Tasks and exercises -
(A) In the account of finding Wuthering Heights in the library, how old was the writer when they took the book home?
(B) Write a continuation of the account of finding Wuthering Heights, starting after its final sentence.

I browsed along the small isles and took note of many familiar novels that never seemed to move from their designated shelf spaces. I felt a unimpressed; I wanted something new, something different.
Then out of the corner of my eye I spotted a book on the bottom shelf, tucked away in a corner nestled between several other generic books.
The title almost seemed to glow, I lowered myself to the floor so I could look at it closer. Red font and an off white cover stared back at me.
To this day, I still don’t have much idea why I picked it up, something about the title just enchanted me, it seemed eerie and mysterious. ‘Wuthering Heights. What does that mean?’ I thought, ‘who is Emily Brontë?’ The plain cover could give me no indication either. I looked inside; the font was tiny and the writing style old. I’d never taken an interest in a classic before, let alone read one, and yet I found myself going over to the librarian with the book, taking it out and thoughtfully walking home.
When I showed my mum the book she looked something along the lines of bewildered or surprised. I was only fourteen after all, I doubt she thought I would get on with the book but was intrigued that I was willing to try.
Within the first five chapters I was totally confused and lost. A man named Lockwood had moved into a house and met his gruff landlord Mr Heathcliff. At some point he engaged a housekeeper in conversation and she began telling Lockwood all about Wuthering Heights and the people that lived there. I felt deflated, the language was tough and there were already so many characters to keep track of. I was utterly confused by the names situation with multiple generations of people with the same surnames or similar first names. I was close to admitting defeat, but something in my head told me to keep going, determination?
I got my mum to read the first five chapters along with me again, she looked up a family tree and I eventually got to the point where I had it straight into my head. After that I was off at a sprint. I dove head first into a period soap opera of betrayal, anger and deceit.

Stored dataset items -
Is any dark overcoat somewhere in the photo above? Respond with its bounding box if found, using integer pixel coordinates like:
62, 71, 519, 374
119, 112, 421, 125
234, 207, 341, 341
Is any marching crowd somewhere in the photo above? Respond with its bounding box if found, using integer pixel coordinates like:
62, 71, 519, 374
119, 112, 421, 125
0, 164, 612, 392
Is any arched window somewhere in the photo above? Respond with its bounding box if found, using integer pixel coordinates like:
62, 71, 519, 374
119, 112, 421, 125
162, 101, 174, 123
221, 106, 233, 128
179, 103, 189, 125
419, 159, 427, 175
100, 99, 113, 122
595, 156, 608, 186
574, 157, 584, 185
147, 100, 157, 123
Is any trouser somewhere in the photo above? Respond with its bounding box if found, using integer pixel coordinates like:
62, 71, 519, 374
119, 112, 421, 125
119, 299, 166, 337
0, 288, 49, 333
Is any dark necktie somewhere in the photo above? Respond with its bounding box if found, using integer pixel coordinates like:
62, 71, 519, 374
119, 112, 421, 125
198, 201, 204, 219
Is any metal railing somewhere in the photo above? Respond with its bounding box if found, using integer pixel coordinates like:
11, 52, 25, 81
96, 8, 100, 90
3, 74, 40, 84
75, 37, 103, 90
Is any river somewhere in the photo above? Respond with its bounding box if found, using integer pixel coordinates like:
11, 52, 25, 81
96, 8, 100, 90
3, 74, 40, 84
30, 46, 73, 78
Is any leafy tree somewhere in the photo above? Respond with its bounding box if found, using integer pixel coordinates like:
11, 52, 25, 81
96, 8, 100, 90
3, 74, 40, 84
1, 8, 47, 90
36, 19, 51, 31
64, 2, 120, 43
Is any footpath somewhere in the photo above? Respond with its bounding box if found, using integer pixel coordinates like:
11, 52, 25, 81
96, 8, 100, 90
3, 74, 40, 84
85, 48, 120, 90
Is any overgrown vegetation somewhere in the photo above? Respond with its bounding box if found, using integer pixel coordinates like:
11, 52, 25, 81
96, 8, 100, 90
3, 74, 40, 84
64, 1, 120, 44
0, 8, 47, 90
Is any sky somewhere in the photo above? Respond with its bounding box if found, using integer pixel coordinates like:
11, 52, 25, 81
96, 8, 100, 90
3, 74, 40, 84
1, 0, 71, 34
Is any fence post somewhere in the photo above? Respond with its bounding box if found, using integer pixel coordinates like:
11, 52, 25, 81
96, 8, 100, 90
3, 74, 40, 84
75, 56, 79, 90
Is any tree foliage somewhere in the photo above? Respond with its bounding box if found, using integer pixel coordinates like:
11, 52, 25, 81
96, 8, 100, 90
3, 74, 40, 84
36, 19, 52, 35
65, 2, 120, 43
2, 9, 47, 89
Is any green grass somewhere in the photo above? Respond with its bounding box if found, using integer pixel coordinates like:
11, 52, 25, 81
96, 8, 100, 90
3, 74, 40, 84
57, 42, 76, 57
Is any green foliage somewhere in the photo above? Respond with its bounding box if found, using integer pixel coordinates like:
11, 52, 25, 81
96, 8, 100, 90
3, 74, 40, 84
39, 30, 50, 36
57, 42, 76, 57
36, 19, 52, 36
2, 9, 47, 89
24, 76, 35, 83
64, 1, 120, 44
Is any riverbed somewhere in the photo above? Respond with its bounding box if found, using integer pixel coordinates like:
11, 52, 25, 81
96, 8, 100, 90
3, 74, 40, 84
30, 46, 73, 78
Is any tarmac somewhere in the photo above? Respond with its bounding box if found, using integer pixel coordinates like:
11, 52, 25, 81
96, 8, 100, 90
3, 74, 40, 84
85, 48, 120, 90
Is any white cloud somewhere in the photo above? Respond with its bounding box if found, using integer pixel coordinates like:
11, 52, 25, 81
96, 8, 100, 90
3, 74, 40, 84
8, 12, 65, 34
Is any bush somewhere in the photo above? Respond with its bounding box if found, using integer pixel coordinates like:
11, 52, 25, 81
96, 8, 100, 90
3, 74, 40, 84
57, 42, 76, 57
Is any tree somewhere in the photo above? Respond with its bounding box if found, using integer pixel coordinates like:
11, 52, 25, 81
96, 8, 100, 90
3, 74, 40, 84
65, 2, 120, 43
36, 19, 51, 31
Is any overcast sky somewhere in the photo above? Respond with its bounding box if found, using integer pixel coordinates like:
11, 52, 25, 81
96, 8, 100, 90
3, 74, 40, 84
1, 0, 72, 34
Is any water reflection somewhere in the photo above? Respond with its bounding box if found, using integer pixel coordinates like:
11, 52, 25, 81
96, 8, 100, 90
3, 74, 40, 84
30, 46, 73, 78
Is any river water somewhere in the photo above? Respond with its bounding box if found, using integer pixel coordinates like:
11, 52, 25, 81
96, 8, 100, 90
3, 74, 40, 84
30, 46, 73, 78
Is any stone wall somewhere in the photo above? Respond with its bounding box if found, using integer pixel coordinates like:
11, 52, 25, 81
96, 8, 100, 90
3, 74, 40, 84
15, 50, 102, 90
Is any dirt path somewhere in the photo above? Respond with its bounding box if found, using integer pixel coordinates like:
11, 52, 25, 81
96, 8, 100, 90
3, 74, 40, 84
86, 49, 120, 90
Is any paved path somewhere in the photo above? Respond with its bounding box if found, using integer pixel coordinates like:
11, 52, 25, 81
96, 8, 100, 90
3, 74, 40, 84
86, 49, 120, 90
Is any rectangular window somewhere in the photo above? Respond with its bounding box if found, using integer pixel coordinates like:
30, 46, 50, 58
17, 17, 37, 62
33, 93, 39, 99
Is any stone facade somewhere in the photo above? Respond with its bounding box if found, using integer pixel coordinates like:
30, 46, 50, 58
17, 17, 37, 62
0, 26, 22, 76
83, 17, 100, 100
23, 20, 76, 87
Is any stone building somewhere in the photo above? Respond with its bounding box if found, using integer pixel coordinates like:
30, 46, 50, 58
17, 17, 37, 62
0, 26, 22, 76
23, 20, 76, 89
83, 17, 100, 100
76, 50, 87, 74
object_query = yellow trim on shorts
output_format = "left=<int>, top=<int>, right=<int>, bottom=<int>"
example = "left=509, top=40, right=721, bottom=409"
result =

Answers for the tasks -
(A) Fourteen.

(B)
I know a lot of people perceive Wuthering Heights as an over the top love story and I think that’s why a lot of people aren’t bothered about picking it up. Oddly, I never really saw it as a romance. Its about people that sacrifice their future happiness to spite someone, it’s about people who refuse to swallow their pride, it’s about self sabotage and pain and depression, deceit and lies. It’s about hate and lust, rolled into one toxic mess. It focuses on how the nostalgia of the past that can haunt someone everyday when they face the reality of their present. It tackles nature vs nurture; are we are born bad or are we shaped by our surroundings and those we come in contact with? And if it is a romance, it’s about the darker side of love, how it can twist and warp people into something unrecognisable, it’s about the misery and the suffering and the bitterness of a broken heart.
Like many other 19th century novel’s, it’s also about the restrictions placed on women in relation to marriage, and the limitations of their lives because they are shackled to the whims of men who dictate who they marry, what they will learn and how they will live.
Wuthering Heights is my favourite classic novel firstly because of the deep rooted personal connection I had with it. I felt the writer’s every description, fanciful phrase and her unmasked pain. Emily got me invested in the insanity of Cathy and Heathcliff’s lives even though they are possibly the most vain, egotistical and unlikeable characters in literature. The other reason I love Wuthering Heights is because it opened my eyes. I found out classics didn’t have to be drawn out stuffy books that only older people read. I realised they weren’t all about bland people being politically correct and sitting around doing nothing other than having tea parties. (My younger brain’s impression of Jane Austen!) I discovered that they could be wild and passionate and psychotic and exciting. Classics could be an adventure; just like all of those other novels stuck unloved in that dingy, unfeeling school library.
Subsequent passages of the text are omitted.